(Records from a collection)

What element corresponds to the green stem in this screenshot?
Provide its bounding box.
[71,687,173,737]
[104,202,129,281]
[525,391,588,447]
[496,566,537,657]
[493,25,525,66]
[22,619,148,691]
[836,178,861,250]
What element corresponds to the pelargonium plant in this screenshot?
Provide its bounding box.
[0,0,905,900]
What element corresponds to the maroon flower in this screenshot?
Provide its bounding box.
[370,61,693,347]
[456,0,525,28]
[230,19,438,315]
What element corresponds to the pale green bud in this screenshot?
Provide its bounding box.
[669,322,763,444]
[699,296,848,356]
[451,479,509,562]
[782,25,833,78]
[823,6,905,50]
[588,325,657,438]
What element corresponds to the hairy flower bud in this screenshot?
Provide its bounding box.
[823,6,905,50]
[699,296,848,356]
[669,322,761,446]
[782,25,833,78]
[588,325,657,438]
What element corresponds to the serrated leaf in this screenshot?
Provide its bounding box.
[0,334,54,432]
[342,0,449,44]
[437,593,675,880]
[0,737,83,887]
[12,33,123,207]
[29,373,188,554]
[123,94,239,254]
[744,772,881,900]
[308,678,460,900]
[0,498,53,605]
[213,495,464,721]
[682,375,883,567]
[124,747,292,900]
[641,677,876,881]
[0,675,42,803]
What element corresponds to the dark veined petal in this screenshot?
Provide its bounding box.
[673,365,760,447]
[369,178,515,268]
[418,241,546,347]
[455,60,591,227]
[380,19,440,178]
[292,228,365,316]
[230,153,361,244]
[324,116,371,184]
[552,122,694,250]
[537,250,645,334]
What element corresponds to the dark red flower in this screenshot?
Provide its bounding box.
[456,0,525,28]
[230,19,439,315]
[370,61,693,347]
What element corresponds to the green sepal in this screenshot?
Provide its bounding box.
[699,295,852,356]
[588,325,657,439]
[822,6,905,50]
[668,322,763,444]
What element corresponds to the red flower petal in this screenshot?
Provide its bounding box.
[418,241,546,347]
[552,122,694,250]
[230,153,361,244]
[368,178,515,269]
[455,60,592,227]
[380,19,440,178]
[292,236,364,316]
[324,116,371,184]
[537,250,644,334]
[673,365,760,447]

## Given instruction
Rewrite the entries from the beginning through the line containing "[0,0,905,900]", requests included, and add 77 to every bounding-box coordinate in the answers.

## Expected answer
What element corresponds to the green stem in this screenshot?
Provide its bounding box.
[148,764,250,814]
[181,279,206,358]
[602,468,665,524]
[573,643,614,734]
[570,102,602,143]
[99,696,225,768]
[913,255,938,327]
What element corresponds to the pelargonium plant in this screenshot?
Provide its bounding box.
[77,77,982,977]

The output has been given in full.